South San Francisco, CA 94080

(Address of principal executive offices, including Zip Code)

 

 

 

Registrant’s telephone number, including area code: (650) 515-3185

 

Check the appropriate box below if the Form 8-K filing is intended to simultaneously satisfy the filing obligation of the registrant under any of the following provisions (see General Instructions A.2. below):

¨

Written communications pursuant to Rule 425 under the Securities Act (17 CFR 230.425)

¨

Soliciting material pursuant to Rule 14a-12 under the Exchange Act (17 CFR 240.14a-12)

¨

Pre-commencement communications pursuant to Rule 14d-2(b) under the Exchange Act (17 CFR 240.14d-2(b))

¨

Pre-commencement communications pursuant to Rule 13e-4(c) under the Exchange Act (17 CFR 240.13e-4(c))

 

 

 


 

Item 2.02.Results of Operations and Financial Condition. 

On March 7, 2016, CytomX Therapeutics, Inc., a Delaware corporation (the “Company”), issued a press release announcing its financial results for the year ended December 31, 2015. A copy of the press release is furnished herewith as Exhibit 99.1.

The information in this Item 2.02, including Exhibit 99.1 hereto, is being furnished and shall not be deemed “filed” for purposes of Section 18 of the Securities Exchange Act of 1934, as amended, or otherwise subject to the liabilities of that Section or Sections 11 and 12(a)(2) of the Securities Act of 1933, as amended. The information contained in this Item 2.02 and in the accompanying Exhibit 99.1 shall not be incorporated by reference into any filing with the Securities and Exchange Commission made by the Company, whether made before or after the date hereof, regardless of any general incorporation language in such filing.

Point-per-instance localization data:

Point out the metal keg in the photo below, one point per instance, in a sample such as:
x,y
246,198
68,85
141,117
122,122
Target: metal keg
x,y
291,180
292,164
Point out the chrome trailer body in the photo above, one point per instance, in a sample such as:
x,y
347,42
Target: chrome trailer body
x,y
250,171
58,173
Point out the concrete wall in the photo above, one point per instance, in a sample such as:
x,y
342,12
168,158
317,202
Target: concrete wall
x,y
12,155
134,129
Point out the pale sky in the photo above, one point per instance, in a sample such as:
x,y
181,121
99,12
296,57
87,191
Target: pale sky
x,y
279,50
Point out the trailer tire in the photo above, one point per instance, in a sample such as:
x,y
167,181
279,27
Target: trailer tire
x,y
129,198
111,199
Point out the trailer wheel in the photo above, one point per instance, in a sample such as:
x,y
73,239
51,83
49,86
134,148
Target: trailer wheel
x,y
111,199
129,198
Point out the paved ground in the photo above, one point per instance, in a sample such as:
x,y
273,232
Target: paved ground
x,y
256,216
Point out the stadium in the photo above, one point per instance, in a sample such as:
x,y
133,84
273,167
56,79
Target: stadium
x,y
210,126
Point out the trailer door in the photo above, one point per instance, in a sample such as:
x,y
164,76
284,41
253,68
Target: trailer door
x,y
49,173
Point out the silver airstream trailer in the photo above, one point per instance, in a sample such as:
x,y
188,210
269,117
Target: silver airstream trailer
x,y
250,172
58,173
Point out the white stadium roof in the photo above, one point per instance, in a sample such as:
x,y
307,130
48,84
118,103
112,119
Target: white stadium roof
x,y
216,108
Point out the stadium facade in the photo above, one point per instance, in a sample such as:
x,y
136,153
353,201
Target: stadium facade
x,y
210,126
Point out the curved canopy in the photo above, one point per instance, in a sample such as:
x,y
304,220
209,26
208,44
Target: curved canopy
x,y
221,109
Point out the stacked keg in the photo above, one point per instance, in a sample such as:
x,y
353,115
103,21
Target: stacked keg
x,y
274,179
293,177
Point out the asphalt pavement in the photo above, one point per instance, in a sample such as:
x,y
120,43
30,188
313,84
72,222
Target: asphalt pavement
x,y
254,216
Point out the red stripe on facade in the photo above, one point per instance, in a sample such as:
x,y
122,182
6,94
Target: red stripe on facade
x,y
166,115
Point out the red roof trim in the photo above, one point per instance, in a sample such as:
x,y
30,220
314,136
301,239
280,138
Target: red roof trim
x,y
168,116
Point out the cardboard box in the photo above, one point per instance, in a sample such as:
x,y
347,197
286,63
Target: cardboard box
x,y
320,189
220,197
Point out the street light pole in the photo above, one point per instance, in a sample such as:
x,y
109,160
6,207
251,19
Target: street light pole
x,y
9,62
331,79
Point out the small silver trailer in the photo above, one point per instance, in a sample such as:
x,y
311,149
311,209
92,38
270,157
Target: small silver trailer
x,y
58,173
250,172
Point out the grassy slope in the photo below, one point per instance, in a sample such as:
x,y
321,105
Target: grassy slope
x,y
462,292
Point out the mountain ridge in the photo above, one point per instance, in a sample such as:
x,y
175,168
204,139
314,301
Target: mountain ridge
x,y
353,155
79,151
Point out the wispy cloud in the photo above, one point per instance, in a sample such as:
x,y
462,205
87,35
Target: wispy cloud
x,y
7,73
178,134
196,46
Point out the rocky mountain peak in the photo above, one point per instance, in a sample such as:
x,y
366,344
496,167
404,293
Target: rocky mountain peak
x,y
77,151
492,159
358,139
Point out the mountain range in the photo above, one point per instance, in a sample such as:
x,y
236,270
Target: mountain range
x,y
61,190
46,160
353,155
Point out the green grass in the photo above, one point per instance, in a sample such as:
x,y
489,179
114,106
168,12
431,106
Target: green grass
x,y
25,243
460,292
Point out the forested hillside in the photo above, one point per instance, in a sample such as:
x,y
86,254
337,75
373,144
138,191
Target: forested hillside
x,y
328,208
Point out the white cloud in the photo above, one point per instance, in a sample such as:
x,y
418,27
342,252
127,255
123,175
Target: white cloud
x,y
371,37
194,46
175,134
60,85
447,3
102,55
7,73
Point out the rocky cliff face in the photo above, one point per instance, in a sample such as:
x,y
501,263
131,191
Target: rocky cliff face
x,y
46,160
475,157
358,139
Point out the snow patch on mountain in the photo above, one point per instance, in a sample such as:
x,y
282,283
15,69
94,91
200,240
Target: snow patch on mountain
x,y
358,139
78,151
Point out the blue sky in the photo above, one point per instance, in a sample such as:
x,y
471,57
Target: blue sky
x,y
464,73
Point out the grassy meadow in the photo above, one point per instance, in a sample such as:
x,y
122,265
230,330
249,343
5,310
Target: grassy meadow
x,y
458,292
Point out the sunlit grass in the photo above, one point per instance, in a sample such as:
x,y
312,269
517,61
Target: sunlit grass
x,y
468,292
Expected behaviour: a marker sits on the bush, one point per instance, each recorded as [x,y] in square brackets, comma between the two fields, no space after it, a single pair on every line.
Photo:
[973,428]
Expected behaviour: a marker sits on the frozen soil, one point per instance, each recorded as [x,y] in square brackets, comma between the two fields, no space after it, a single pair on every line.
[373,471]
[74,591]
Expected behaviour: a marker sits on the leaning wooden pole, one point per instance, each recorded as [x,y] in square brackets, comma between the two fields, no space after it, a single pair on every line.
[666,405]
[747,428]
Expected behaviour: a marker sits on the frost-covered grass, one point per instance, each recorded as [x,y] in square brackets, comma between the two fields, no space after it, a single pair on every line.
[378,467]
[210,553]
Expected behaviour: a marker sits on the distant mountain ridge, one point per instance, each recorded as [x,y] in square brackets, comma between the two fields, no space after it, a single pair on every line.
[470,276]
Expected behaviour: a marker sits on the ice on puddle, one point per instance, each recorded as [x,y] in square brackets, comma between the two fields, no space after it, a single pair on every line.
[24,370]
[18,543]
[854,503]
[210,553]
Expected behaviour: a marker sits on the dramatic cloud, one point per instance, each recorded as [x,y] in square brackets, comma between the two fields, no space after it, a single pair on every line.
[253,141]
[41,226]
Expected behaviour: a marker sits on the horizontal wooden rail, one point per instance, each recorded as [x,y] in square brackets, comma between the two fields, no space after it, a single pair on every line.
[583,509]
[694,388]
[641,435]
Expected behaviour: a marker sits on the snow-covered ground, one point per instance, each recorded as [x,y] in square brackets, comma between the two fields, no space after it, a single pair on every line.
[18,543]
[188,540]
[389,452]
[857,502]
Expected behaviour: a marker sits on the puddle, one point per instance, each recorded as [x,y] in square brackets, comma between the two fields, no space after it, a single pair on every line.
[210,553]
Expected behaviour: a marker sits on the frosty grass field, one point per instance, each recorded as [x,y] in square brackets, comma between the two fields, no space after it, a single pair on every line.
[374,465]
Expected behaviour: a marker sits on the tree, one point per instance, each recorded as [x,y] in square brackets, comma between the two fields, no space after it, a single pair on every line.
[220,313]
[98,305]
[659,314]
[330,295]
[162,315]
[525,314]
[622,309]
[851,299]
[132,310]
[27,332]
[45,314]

* * *

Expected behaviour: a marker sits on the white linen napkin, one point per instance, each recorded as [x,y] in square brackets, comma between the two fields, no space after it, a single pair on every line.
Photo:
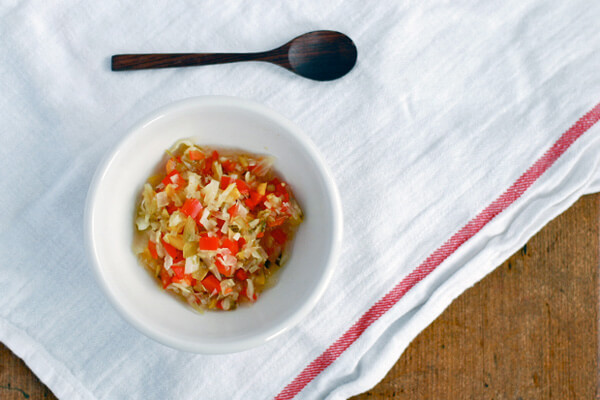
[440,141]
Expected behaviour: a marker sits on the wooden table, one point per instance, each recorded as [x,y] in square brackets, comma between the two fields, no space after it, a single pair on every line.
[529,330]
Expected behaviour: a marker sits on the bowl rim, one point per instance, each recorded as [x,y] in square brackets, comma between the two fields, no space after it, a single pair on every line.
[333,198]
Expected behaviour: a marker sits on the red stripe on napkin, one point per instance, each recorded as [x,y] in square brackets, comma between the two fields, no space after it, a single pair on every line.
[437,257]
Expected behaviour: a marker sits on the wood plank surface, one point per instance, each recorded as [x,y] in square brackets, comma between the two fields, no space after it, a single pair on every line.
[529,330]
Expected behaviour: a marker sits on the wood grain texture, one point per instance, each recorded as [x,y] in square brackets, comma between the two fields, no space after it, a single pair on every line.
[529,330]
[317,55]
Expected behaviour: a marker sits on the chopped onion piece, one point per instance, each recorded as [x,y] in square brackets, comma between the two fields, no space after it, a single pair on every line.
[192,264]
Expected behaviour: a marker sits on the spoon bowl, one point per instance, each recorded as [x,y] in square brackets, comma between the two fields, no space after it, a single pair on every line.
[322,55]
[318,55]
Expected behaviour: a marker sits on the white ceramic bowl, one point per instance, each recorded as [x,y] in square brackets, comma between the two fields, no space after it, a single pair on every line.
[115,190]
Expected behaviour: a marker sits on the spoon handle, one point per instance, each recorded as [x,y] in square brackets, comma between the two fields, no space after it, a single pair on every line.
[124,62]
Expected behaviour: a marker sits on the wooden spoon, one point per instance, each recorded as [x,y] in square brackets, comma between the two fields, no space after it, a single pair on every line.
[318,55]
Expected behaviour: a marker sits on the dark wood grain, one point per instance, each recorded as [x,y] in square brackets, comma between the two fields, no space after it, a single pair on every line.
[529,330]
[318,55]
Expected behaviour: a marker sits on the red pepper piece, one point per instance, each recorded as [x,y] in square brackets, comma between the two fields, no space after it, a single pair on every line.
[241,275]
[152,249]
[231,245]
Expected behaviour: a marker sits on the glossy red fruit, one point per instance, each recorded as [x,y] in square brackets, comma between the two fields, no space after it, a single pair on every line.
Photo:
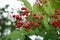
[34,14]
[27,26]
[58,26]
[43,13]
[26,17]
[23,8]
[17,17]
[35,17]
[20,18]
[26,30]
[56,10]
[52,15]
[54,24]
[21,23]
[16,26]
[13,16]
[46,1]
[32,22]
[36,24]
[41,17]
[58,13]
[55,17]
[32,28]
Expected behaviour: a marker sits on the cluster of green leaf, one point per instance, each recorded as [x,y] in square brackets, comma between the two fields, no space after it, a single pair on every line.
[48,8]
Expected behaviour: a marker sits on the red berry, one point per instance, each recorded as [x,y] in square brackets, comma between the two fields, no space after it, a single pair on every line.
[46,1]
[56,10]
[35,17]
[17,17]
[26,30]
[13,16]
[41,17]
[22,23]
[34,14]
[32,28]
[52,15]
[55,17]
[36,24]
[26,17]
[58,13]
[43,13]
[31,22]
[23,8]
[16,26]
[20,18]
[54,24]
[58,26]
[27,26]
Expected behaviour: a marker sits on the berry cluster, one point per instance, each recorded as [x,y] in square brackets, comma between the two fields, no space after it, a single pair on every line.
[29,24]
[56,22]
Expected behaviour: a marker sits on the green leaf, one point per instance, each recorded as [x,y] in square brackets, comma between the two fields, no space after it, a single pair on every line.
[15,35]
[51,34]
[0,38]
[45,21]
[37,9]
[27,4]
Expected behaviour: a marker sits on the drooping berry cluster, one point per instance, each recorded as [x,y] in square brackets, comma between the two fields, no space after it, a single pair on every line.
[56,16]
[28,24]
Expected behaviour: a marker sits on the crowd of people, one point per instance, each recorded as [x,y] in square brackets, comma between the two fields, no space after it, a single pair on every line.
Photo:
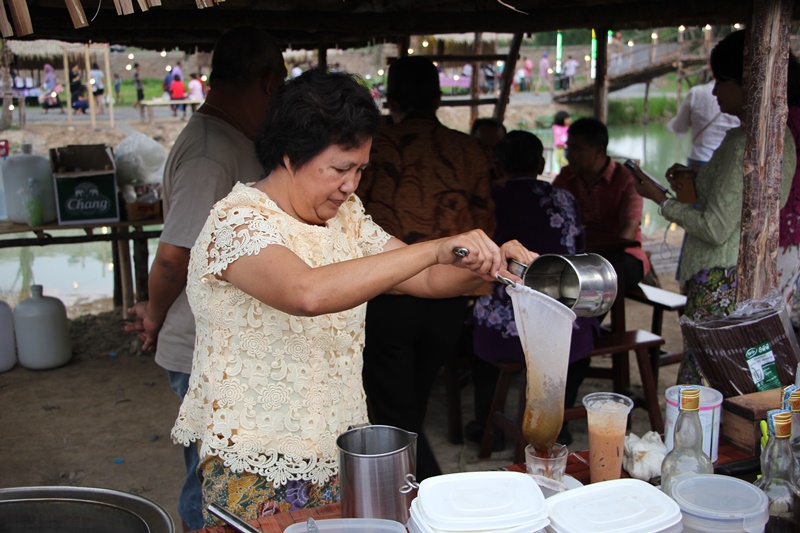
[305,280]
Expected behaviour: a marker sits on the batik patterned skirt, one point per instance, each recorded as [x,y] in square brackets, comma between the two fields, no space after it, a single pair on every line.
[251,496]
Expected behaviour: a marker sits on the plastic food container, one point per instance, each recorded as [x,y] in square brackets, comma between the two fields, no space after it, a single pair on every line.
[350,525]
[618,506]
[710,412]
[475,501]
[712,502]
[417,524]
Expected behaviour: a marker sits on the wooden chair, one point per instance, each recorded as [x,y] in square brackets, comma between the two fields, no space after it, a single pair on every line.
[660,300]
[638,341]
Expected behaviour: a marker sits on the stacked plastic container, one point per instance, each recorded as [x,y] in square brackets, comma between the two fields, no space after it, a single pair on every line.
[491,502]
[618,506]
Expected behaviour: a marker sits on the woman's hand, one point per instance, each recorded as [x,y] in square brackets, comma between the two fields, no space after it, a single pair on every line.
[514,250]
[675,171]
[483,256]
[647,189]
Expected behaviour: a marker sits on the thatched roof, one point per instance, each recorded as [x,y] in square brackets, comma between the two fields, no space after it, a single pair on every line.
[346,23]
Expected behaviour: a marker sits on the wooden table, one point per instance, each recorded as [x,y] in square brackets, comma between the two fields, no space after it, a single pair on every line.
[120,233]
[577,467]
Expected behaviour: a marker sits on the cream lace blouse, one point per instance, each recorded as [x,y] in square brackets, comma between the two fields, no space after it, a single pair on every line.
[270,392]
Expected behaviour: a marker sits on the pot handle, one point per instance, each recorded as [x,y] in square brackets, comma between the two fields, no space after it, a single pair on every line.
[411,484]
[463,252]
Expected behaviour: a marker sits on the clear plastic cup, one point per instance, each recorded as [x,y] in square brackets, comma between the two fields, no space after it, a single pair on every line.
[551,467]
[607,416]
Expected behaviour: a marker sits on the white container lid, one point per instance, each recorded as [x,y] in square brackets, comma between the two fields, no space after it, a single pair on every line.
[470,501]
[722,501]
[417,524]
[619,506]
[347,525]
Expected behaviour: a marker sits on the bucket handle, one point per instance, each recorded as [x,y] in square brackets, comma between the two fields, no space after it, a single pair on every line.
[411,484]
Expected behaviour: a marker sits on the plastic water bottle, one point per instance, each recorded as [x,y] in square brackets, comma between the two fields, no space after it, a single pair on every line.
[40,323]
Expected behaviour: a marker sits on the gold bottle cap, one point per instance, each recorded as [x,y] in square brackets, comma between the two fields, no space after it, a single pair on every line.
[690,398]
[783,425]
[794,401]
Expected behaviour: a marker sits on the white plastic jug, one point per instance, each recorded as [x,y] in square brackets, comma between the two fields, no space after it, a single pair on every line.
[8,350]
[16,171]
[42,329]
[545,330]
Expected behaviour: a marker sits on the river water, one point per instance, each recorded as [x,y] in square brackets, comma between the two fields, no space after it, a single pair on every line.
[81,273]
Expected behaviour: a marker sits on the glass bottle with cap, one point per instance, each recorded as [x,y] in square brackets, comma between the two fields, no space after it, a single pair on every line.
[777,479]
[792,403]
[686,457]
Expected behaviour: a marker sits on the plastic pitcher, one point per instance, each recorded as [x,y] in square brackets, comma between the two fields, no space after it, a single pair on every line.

Your task:
In the filing excerpt, on what date did CytomX Therapeutics, Inc. issue its press release on financial results for the year ended December 31, 2015?

Expected answer:
March 7, 2016